Entries for locating named things
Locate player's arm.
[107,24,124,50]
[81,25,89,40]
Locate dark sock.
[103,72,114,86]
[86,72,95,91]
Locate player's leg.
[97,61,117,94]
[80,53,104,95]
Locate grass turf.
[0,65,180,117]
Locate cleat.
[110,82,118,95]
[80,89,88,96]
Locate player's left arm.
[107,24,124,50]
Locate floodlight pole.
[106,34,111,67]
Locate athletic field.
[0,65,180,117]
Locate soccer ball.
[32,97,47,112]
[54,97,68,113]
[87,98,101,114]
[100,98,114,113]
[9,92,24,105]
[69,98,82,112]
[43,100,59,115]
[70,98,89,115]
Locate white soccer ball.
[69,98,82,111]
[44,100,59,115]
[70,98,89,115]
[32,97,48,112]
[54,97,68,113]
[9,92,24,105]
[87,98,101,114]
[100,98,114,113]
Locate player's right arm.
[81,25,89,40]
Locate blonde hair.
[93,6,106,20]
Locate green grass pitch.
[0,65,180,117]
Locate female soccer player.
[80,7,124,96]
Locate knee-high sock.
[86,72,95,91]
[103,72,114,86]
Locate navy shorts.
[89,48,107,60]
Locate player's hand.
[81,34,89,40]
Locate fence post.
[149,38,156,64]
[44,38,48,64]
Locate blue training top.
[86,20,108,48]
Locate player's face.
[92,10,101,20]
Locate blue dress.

--

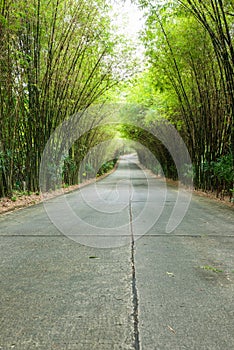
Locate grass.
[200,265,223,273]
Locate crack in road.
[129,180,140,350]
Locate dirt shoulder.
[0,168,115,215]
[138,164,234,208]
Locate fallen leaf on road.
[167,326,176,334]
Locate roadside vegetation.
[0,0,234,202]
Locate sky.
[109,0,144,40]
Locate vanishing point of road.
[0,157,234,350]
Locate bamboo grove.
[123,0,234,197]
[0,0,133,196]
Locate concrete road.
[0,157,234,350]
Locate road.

Written task:
Starting at the line containing "Locate sky." and ending at the line containing "Locate road.", rewrite that stretch of the data with "bamboo grove" changed to "bamboo thicket" and every other part left as it is.

Solution to the problem:
Locate sky.
[109,0,144,40]
Locate vanishing point of road.
[0,157,234,350]
Locate bamboo thicket.
[123,0,234,197]
[0,0,133,196]
Locate concrete road.
[0,157,234,350]
Locate road.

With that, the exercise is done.